Task to carry out
Set out every line of the records below as a numbered list, skipping any blank lines.

────────────────

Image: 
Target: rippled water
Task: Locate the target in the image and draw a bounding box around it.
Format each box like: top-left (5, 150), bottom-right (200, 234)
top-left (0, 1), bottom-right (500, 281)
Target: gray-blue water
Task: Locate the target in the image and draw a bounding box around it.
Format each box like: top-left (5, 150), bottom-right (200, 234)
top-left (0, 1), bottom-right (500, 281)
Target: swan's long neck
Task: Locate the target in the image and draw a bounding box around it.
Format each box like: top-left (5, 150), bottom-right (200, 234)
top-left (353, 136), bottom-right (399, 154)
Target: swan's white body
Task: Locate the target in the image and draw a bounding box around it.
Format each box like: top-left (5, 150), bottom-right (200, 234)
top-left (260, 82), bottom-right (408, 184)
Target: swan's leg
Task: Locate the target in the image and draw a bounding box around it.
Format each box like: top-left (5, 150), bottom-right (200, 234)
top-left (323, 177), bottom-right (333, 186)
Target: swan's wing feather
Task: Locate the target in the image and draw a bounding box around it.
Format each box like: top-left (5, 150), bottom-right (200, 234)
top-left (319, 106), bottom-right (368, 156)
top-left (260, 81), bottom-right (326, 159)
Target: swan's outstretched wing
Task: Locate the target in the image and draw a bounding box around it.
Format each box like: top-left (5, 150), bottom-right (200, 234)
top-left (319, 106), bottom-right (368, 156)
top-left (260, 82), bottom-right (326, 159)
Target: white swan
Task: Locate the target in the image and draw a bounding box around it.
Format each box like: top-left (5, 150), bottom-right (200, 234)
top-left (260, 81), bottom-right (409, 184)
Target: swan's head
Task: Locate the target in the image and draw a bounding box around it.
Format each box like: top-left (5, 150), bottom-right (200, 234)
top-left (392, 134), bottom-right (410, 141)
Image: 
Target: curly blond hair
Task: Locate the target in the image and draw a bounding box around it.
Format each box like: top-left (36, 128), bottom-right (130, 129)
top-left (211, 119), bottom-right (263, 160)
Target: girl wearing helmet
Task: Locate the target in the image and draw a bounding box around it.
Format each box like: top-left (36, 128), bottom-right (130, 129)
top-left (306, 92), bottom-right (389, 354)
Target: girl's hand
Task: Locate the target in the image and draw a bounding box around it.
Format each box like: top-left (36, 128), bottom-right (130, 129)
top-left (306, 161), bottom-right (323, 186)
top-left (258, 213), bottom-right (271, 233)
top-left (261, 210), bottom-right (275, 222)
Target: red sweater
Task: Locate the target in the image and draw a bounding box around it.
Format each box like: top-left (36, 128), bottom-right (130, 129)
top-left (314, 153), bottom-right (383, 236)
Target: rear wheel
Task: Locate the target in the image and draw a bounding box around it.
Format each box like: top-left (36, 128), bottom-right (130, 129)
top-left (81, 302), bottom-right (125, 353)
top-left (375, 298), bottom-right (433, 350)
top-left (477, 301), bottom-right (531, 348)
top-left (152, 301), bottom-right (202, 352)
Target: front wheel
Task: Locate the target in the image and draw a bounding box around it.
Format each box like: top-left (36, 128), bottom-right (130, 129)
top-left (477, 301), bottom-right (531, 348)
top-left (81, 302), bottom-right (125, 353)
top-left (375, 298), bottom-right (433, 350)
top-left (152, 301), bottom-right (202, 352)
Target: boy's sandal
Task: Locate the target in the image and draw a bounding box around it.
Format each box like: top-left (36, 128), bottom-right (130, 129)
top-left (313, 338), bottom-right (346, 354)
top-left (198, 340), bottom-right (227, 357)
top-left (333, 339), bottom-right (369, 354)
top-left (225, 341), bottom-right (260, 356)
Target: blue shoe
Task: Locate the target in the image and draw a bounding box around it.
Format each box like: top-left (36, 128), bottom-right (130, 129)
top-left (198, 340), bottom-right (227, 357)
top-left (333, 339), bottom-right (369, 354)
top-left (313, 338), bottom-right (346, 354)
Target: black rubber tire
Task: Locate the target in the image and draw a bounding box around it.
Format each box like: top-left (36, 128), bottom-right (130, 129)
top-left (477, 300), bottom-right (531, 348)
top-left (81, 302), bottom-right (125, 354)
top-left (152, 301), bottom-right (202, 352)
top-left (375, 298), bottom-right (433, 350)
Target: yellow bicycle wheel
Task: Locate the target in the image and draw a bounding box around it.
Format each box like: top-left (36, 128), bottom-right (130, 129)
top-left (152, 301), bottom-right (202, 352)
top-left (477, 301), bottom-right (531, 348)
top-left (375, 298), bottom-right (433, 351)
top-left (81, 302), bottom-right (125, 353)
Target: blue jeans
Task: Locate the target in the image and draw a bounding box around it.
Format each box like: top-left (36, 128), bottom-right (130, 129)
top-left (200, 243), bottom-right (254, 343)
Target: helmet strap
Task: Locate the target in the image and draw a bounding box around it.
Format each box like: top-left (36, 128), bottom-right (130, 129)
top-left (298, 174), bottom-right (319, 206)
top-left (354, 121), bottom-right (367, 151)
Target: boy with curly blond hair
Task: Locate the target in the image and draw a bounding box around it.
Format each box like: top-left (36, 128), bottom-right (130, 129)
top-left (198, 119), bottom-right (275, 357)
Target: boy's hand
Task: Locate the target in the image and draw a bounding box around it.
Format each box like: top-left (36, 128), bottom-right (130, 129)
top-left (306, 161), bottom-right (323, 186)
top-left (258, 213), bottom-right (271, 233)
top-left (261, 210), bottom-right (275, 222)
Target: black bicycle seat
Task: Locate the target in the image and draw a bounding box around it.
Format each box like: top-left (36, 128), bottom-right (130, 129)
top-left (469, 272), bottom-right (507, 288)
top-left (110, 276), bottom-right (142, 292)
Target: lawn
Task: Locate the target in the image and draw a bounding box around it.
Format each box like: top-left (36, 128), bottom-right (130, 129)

────────────────

Result
1. Image: 
2. Target: rippled water
3. Task: Locate the target in the image and draw a bounding box around it.
4. Format each box like: top-left (5, 150), bottom-right (200, 234)
5. top-left (0, 1), bottom-right (500, 281)
6. Target: gray-blue water
7. Task: Locate the target in the image and draw a bounding box around it.
8. Format each box like: top-left (5, 150), bottom-right (200, 234)
9. top-left (0, 1), bottom-right (500, 281)
10. Target: swan's long neck
11. Task: Locate the target in the image and draw a bounding box around it.
12. Format each box like: top-left (5, 150), bottom-right (200, 234)
13. top-left (353, 136), bottom-right (399, 154)
14. Target: swan's white body
15. Task: Locate the target in the image and draw a bounding box around it.
16. Format each box like: top-left (5, 150), bottom-right (200, 234)
17. top-left (260, 82), bottom-right (408, 184)
18. Target: swan's leg
19. Task: Locate the target in the image and draw a bounding box around it.
20. Format each box like: top-left (5, 150), bottom-right (200, 234)
21. top-left (323, 177), bottom-right (333, 186)
22. Target: swan's wing feather
23. Task: Locate the target in the image and draw a bounding box around it.
24. Format each box like: top-left (5, 150), bottom-right (200, 234)
25. top-left (319, 106), bottom-right (368, 156)
26. top-left (260, 81), bottom-right (326, 159)
27. Target: swan's outstretched wing
28. Task: Locate the target in the image and draw a bounding box around it.
29. Format each box like: top-left (5, 150), bottom-right (200, 234)
30. top-left (319, 106), bottom-right (368, 156)
31. top-left (260, 82), bottom-right (326, 159)
32. Target: white swan
33. Task: Locate the target in the image and draw a bounding box around it.
34. Format each box like: top-left (5, 150), bottom-right (200, 234)
35. top-left (260, 81), bottom-right (409, 184)
36. Target: swan's head
37. Task: Locate the target in the image and draw a bounding box around it.
38. Format each box like: top-left (5, 150), bottom-right (200, 234)
39. top-left (392, 134), bottom-right (410, 141)
40. Image: 
41. Target: curly blond hair
42. Task: Locate the target in the image and draw a bounding box around it.
43. Format each box like: top-left (36, 128), bottom-right (130, 129)
44. top-left (211, 119), bottom-right (263, 160)
45. Target: girl wearing helmet
46. Task: Locate the target in the image and draw a bounding box around it.
47. Format each box like: top-left (36, 128), bottom-right (130, 129)
48. top-left (306, 92), bottom-right (389, 354)
49. Target: girl's hand
50. Task: Locate the target in the image and draw a bounding box around it.
51. Format each box like: top-left (36, 128), bottom-right (130, 129)
52. top-left (306, 161), bottom-right (323, 186)
53. top-left (258, 213), bottom-right (271, 233)
54. top-left (261, 210), bottom-right (275, 222)
55. Target: red sweater
56. Task: Locate the target in the image and draw a bounding box around it.
57. Format each box like: top-left (36, 128), bottom-right (130, 129)
58. top-left (314, 153), bottom-right (383, 236)
59. Target: rear wheel
60. Task: Locate the target in the image and draw a bounding box around it.
61. Format each box like: top-left (36, 128), bottom-right (130, 129)
62. top-left (81, 302), bottom-right (125, 353)
63. top-left (375, 298), bottom-right (433, 350)
64. top-left (477, 301), bottom-right (531, 348)
65. top-left (152, 301), bottom-right (202, 352)
66. Target: front wheel
67. Task: Locate the target in the image and draw a bounding box around it.
68. Format each box like: top-left (36, 128), bottom-right (130, 129)
69. top-left (477, 301), bottom-right (531, 348)
70. top-left (81, 302), bottom-right (125, 353)
71. top-left (375, 298), bottom-right (433, 350)
72. top-left (152, 301), bottom-right (202, 352)
73. Target: boy's sandal
74. Task: Locate the target in the image and draw a bounding box around it.
75. Format each box like: top-left (36, 128), bottom-right (130, 129)
76. top-left (313, 338), bottom-right (346, 354)
77. top-left (198, 340), bottom-right (227, 357)
78. top-left (333, 339), bottom-right (369, 354)
79. top-left (225, 341), bottom-right (260, 356)
80. Target: blue shoe
81. Task: Locate the target in the image and draw a bounding box around it.
82. Format each box like: top-left (36, 128), bottom-right (130, 129)
83. top-left (198, 340), bottom-right (227, 357)
84. top-left (333, 339), bottom-right (369, 354)
85. top-left (313, 338), bottom-right (346, 354)
86. Target: black rubber tire
87. Task: Locate the target in the image and draw a bounding box around it.
88. Format each box like: top-left (36, 128), bottom-right (130, 129)
89. top-left (477, 300), bottom-right (531, 348)
90. top-left (81, 302), bottom-right (125, 354)
91. top-left (152, 301), bottom-right (202, 352)
92. top-left (375, 298), bottom-right (433, 350)
93. Target: yellow bicycle wheel
94. Task: Locate the target in the image and draw a bounding box around it.
95. Format each box like: top-left (36, 128), bottom-right (130, 129)
96. top-left (152, 301), bottom-right (202, 352)
97. top-left (477, 301), bottom-right (531, 348)
98. top-left (375, 298), bottom-right (433, 351)
99. top-left (81, 302), bottom-right (125, 353)
100. Target: blue jeans
101. Task: Locate the target in the image and draw a bounding box around it.
102. Format each box like: top-left (36, 128), bottom-right (130, 129)
103. top-left (200, 243), bottom-right (254, 343)
104. Target: helmet strap
105. Task: Locate the target in the image and draw a bounding box around it.
106. Format each box like: top-left (36, 128), bottom-right (130, 129)
107. top-left (298, 174), bottom-right (319, 206)
108. top-left (354, 121), bottom-right (367, 151)
109. Target: boy with curly blond hair
110. Task: Locate the target in the image and draw a bounding box around it.
111. Format each box like: top-left (36, 128), bottom-right (130, 129)
112. top-left (198, 119), bottom-right (275, 357)
113. Target: boy's hand
114. Task: Locate the target in the image and draw a bounding box around it.
115. Format each box like: top-left (36, 128), bottom-right (130, 129)
116. top-left (306, 161), bottom-right (323, 186)
117. top-left (258, 213), bottom-right (271, 233)
118. top-left (261, 210), bottom-right (275, 222)
119. Target: black bicycle seat
120. Task: Locate the target in the image and draw a bounding box around it.
121. Format each box like: top-left (36, 128), bottom-right (130, 129)
122. top-left (469, 272), bottom-right (507, 288)
123. top-left (110, 276), bottom-right (142, 292)
124. Target: lawn
125. Task: Locate the target in the image and draw a bounding box around it.
126. Format each box like: top-left (36, 128), bottom-right (130, 129)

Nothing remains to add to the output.